Die erste Frage ist gleich die schwerste: was ich vom Propheten Mohammed halte. Cevat, der Vetter aus dem Ministerium in Ankara, stellt sie. Ich male einen großen Baum auf ein Stück Papier mit langen, parallel nach oben verlaufenden Ästen. Die Wurzel und der Stamm, das sind die Juden. Der erste Abzweig sind die Christen, später gibt es einen weiteren, wenn sich Katholiken und Evangelische teilen. Der zweiter Abzweig sind die Muslime, auch sie später noch einmal gespalten.
Das gibt fünf parallele Triebe, wenn man will auch mehr. Wie sieht der Mann, der zum vierten Trieb gehört, auf den vom fünften? Wie sieht ein Katholik Martin Luther? Wenn er freundlich ist, wird er sagen: der war zu seiner Zeit notwendig, die Kirche hatte eine Reihe von Fehlern gemacht. Aber folgen will ich ihm nicht, ich folge anderen Glaubenstraditionen.
Können das auch die Christen über Mohammed sagen? Ich finde: es ist nicht verboten. Wenn ich dann allerdings weitergehe und das Eigene meines Glaubens darstellen will, dann komme ich gern zum Kreuzestod Jesu. Der hat laut Koran nicht stattgefunden. Jesus ist durch einen Stellvertreter ersetzt worden, der für ihn ans Kreuz gegangen ist, der Koran-Auslegung nach war es Judas.
Ich setze vorsichtig dagegen, dass nur durch Jesu Tod die komplette Fülle der Liebe Gottes verständlich und glaubhaft gemacht werden konnte. Und dann erzähle ich manchmal von der Begegnung mit einem frommen und gelehrten Moslem in Istanbul, der mir am Ende des Gespräches sagte, die Christen hätten das besondere Anliegen der Liebe, und die Muslime hätten das besondere Anliegen der Gerechtigkeit. Wenn beide sich gemeinsam anstrengen würden, ihre Anliegen in der Welt besser zur Geltung zu bringen, wäre der Welt geholfen.

Daten zur räumlichen Lokalisierung
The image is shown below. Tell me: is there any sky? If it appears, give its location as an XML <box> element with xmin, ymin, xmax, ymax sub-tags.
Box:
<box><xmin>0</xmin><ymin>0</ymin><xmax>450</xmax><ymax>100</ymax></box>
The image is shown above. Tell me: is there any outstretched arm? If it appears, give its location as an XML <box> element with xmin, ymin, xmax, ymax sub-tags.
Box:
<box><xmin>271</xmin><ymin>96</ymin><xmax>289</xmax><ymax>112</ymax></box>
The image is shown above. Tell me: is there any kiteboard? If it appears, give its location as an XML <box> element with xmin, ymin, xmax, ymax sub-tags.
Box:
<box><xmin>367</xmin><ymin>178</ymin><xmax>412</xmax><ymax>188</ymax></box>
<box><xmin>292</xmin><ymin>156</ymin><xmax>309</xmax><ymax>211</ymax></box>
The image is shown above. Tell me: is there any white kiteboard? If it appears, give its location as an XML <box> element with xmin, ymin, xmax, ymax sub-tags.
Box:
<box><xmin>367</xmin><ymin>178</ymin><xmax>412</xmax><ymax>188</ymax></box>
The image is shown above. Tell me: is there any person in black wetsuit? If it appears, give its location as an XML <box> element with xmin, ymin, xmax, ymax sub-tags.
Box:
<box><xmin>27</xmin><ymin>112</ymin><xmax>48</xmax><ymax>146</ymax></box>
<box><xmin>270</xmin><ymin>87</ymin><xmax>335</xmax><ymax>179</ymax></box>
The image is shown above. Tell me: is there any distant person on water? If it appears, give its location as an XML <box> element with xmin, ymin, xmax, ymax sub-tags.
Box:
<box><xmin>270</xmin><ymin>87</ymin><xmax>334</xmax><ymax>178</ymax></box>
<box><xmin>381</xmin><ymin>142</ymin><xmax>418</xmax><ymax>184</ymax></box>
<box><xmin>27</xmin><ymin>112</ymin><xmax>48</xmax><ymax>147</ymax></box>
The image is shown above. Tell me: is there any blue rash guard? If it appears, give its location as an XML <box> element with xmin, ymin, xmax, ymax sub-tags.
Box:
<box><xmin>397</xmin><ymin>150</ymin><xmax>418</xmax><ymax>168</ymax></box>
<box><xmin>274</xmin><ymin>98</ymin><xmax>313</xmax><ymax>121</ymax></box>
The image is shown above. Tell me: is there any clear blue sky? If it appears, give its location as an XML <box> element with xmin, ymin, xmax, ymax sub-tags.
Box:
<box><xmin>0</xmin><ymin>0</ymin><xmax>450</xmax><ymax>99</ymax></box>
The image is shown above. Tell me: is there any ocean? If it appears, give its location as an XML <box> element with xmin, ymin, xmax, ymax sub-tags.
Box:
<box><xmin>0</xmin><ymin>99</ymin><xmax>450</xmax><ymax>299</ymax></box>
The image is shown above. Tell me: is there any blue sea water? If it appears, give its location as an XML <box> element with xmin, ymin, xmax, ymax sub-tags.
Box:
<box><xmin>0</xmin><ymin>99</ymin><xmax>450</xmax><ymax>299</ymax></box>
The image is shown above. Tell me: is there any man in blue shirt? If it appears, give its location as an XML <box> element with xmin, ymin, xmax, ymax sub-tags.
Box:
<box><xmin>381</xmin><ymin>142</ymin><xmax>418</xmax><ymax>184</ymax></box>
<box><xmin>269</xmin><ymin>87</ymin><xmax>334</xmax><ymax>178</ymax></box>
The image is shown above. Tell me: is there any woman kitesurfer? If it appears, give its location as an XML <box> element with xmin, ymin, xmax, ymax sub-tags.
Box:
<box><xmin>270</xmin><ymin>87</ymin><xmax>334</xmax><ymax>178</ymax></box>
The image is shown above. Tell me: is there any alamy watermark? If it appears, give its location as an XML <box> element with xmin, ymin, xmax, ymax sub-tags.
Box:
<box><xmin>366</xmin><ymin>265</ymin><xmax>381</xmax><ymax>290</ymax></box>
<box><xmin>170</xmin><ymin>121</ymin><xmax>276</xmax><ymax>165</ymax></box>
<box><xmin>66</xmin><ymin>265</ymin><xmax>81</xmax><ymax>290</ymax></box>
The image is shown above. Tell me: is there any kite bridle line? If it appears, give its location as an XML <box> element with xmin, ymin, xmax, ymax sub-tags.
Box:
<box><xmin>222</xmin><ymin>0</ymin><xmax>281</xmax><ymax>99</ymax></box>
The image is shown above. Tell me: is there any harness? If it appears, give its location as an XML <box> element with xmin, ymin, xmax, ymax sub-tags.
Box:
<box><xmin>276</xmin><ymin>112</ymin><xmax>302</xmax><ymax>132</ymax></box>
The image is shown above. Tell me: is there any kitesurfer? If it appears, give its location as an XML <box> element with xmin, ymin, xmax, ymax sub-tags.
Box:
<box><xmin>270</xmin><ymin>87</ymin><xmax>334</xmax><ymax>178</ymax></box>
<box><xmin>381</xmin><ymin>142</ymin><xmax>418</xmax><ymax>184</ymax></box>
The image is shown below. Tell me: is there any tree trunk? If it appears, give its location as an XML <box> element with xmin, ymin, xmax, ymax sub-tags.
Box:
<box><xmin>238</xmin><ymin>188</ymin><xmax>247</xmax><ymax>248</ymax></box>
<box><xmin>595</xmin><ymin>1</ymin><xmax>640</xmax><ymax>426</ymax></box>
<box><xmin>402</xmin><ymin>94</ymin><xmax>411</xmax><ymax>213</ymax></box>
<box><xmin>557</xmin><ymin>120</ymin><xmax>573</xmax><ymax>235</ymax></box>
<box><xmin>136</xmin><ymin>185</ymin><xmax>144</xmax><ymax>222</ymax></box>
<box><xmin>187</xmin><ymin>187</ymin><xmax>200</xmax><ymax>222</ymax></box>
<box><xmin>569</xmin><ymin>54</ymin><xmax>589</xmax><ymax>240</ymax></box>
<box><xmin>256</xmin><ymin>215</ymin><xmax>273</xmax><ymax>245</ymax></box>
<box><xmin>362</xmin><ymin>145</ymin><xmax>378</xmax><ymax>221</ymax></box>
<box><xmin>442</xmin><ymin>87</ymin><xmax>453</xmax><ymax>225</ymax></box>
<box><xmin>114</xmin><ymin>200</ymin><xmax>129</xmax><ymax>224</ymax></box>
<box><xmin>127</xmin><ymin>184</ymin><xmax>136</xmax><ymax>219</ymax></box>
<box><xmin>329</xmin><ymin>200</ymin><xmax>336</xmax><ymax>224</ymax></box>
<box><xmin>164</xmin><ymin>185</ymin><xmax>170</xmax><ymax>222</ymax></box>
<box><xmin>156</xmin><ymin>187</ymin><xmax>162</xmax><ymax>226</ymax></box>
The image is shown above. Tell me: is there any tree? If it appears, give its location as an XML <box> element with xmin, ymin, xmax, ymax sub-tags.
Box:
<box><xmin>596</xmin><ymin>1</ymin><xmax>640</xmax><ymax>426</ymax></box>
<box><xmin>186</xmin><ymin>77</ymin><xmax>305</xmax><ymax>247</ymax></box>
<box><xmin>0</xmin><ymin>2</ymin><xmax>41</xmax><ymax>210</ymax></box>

• [Übungsaufgaben]:
**A.** Prüfen Sie, ob die Aussagen (i) Cevat ist ein Vetter aus dem Ministerium in Ankara, (ii) laut Koran hat der Kreuzestod Jesu stattgefunden und (iii) der Moslem in Istanbul schrieb den Muslimen das besondere Anliegen der Liebe zu mit dem Auszug über den Propheten Mohammed übereinstimmen. Antworten Sie jeweils mit Ja oder Nein und zitieren Sie die entscheidenden Worte wörtlich.
**B.** Übersetzen Sie den Satz „Ich male einen großen Baum auf ein Stück Papier mit langen, parallel nach oben verlaufenden Ästen.“ aus dem Auszug über den Propheten Mohammed ins Englische.
**C.** Führen Sie den Auszug über den Propheten Mohammed im Anschluss an seinen letzten Satz fort.
Die Einträge braucht man für die Bearbeitung nicht.

• [Lösungen]:
**A.**
(i) Ja – „Cevat, der Vetter aus dem Ministerium in Ankara, stellt sie.“
(ii) Nein – „Der hat laut Koran nicht stattgefunden.“
(iii) Nein – „die Christen hätten das besondere Anliegen der Liebe, und die Muslime hätten das besondere Anliegen der Gerechtigkeit“

**B.** I draw a large tree on a piece of paper with long branches running parallel upward.

**C.**
Vor meiner vorletzten Türkeireise hat mir Friedel Pfeiffer, ein von mir sehr geschätzter Missionar unter deutschen Strafgefangenen, mit auf den Weg gegeben, ich solle meine Bibel mitnehmen und sie immer sichtbar neben mich auf den Tisch legen. Ich will ihn demnächst besuchen und ihm sagen, dass ich es nicht getan habe.
Ich will ihm auch sagen, warum. Die Muslime halten die Bibel für verfälscht und haben oft die gesamte Munition der modernen historisch-kritischen Forschung für Ihre Argumente im Kopf vorrätig. Aber dass Gott die Menschen liebt, das können und wollen sie nicht abstreiten, das gefällt Ihnen auch. Und dass er einen Menschen mit dem speziellen Auftrag in die Welt schickt, diese Liebe zu zeigen und zu erweisen, auch das gefällt ihm. Und dann ist es nicht weit, sich darüber zu unterhalten, dass dieser Mensch göttliche Eigenschaften hatte.
Das führt nicht zu einer Einigung bezüglich Jungfrauengeburt und Trinität. Aber es führt zu einem Verständnis dafür, dass die Christen eine warme und herzliche Sehnsucht nach der Zuwendung und Nähe Gottes haben.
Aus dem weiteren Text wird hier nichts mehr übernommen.